• **GOALS**:
**A.** How many chemical elements does the soil nutrient text say have been found in plant composition?
**B.** Does each statement agree with the soil nutrient text? For each, answer yes or no and quote the words that decide it.
(i) Traditional soil analysis always shows whether nutrients are accessible to plants.
(ii) Hydrogen, carbon and oxygen come from water and carbon dioxide.
(iii) The chemical elements plants need for growth can be replaced by other elements.

** Start DOCUMENT EXCERPT **

While traditional soil analysis provides insights into nutrient content, it does not always indicate whether those nutrients are accessible to plants. Soil nutrient management requires an understanding of various uptake mechanisms to ensure efficient fertilisation. In this post, we explore how plants absorb nutrients, the role of real-time soil monitoring, and how farmers can optimise fertilisation strategies for better yield and sustainability.
Essential Nutrients for Soil Nutrient Management
Plants require specific chemical elements for growth and development, which cannot be substituted by others. In total, over 70 chemical elements have been found in plant composition, categorised as follows:
– Non-mineral elements: Hydrogen (H), Carbon (C), and Oxygen (O), which are obtained from water and carbon dioxide.

** End DOCUMENT EXCERPT **
** Start INFORMATION PROVIDED **

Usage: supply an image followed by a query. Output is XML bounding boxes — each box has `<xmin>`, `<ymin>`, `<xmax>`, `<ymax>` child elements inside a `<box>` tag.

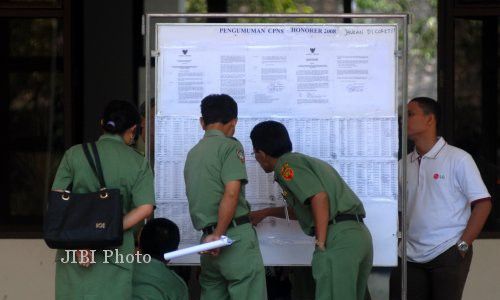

** End INFORMATION PROVIDED **

• **RESULTS IN ORDER**:
**A.** Over 70 chemical elements.

**B.**
(i) No: "it does not always indicate whether those nutrients are accessible to plants"
(ii) Yes: "which are obtained from water and carbon dioxide"
(iii) No: "which cannot be substituted by others"